=== Passage shown ===
Bug Report Life Cycle
Bug Report Life Cycle

The life cycle of the bug report begins when a bug is discovered and logged by a tester and ends when it is closed after exhaustive verification. Software life cycle is directly related to the bug detected during testing. A bug is assigned different statuses throughout its entire life cycle.

 

The bug life cycle involves the following stages and can be in one of the states:

 

  • New: When a bug is encountered for the first time, it is in a new state by default
  • Assigned: Once the bug has been logged by the tester, the senior management confirms the presence of the defect and makes the developer, a member of the development team, have the responsibility for it. Its state is made as Assigned.
  • Open: The developer commits to the bug, is investigating it and attempting to resolve the problem.
  • Fixed: After the developer has modified the code and fixed the bug, its state is marked as Fixed, and it can be sent to the software development quality assurance team for re-looking and re-testing.
  • Pending Retest: The bug is returned to the testing team to be retested and its status will remains as Pending Retest.
  • Retest: The testers verify the changes made by the developers and re-test them.
  • Verified: The bug has been tested with the latest software build and after making sure that the product is working appropriately the tester confirms the bug as fixed. Then the tester moves the bug to “Verified” status.
  • Reopen: In case if the bug still exists after the fix made by the developer, its state is changed to “Reopen”, and the bug goes through the same stage of the life cycle.
  • Closed: As soon as the developer repairs the bug, the product is sent to the testers for re-testing. If the tester is about to close the bug after retesting it or finding it as duplicate he changes the bug’s status to “Closed.” Now the bug is fixed and logged as a bug.
  • Duplicate: In case if the bug is reporting a behavior that already described by an open bug or a similar bug has been raised before, then one bug’s status is marked as “Duplicate”.
  • Rejected: When the developer thinks that it is not a bug, he rejects it. Then the bug’s state is altered to “Rejected”.
  • Deferred: The bug is sure to be fixed, but only in another bug life cycle, and then it can be moved to future release. The reason is the low priority bug and time issue.
  • Not a bug: The bug can be in such a state, for instance, if the client asks to make insignificant changes to the product: change the font, color, etc.

=== Challenge ===
Reproduce word for word the stretch of the bug report life cycle text above from "The bug life" through "re-looking and re-testing.".

=== Extracted records ===
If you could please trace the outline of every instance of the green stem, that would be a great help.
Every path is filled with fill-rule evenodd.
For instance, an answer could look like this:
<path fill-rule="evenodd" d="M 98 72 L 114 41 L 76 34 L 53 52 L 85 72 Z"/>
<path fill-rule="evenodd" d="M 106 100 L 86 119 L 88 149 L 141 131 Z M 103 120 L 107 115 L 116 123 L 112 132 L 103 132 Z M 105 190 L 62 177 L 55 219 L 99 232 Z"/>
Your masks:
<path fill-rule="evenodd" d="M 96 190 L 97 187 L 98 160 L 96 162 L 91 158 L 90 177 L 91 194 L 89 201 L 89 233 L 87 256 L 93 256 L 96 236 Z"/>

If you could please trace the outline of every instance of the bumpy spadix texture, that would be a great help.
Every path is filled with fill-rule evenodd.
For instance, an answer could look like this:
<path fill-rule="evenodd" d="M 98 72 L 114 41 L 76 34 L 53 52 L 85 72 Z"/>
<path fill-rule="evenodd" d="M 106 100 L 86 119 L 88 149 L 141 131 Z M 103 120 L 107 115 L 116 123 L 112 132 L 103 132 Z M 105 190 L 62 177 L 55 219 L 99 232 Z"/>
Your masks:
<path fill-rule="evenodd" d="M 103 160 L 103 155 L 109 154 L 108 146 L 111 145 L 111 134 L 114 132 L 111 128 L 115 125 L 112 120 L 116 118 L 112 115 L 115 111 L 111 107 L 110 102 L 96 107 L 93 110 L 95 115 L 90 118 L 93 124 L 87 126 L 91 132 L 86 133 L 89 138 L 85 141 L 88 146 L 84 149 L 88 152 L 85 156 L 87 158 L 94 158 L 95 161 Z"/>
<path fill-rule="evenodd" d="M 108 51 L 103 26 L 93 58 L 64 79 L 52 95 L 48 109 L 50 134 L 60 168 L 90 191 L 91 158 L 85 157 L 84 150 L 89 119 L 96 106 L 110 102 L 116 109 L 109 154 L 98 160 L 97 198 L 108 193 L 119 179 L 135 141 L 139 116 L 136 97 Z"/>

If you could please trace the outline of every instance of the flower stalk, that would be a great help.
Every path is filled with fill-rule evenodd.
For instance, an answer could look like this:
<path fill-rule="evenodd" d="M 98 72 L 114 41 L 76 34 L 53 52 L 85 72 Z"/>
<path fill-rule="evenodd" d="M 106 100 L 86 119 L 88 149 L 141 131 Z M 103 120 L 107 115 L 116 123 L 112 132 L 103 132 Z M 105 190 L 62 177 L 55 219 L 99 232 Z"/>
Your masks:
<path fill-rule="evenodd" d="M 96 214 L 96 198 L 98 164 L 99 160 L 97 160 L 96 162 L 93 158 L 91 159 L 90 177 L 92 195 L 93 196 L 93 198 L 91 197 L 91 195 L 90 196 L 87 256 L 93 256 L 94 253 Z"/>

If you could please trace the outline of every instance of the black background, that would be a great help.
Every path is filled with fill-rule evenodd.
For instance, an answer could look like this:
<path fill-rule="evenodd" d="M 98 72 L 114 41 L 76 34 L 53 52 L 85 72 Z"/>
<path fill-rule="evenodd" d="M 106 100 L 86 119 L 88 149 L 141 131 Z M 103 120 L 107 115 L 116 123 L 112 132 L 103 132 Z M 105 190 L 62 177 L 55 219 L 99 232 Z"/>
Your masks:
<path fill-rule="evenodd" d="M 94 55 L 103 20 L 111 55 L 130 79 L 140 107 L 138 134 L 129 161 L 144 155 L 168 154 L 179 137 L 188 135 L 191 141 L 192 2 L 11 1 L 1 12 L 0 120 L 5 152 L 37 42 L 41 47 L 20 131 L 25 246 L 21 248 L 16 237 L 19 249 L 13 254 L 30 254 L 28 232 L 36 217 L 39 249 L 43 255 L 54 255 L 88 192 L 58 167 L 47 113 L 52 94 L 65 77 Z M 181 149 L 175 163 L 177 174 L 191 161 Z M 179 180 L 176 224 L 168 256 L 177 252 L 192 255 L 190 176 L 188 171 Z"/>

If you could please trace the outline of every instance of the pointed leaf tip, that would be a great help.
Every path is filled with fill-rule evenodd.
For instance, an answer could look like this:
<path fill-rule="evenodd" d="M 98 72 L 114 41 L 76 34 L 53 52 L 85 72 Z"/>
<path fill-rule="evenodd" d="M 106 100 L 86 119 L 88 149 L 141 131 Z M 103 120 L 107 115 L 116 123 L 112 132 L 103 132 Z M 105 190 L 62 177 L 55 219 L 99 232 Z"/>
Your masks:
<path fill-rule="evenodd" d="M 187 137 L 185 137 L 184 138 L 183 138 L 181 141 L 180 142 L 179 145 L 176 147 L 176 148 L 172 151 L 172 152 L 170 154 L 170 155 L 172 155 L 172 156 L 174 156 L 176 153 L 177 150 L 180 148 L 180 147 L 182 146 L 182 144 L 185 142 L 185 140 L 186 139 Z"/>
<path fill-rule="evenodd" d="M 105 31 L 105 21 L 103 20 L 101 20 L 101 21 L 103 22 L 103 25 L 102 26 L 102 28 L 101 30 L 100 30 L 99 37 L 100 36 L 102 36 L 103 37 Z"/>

=== Output ===
The bug life cycle involves the following stages and can be in one of the states:

 

  • New: When a bug is encountered for the first time, it is in a new state by default
  • Assigned: Once the bug has been logged by the tester, the senior management confirms the presence of the defect and makes the developer, a member of the development team, have the responsibility for it. Its state is made as Assigned.
  • Open: The developer commits to the bug, is investigating it and attempting to resolve the problem.
  • Fixed: After the developer has modified the code and fixed the bug, its state is marked as Fixed, and it can be sent to the software development quality assurance team for re-looking and re-testing.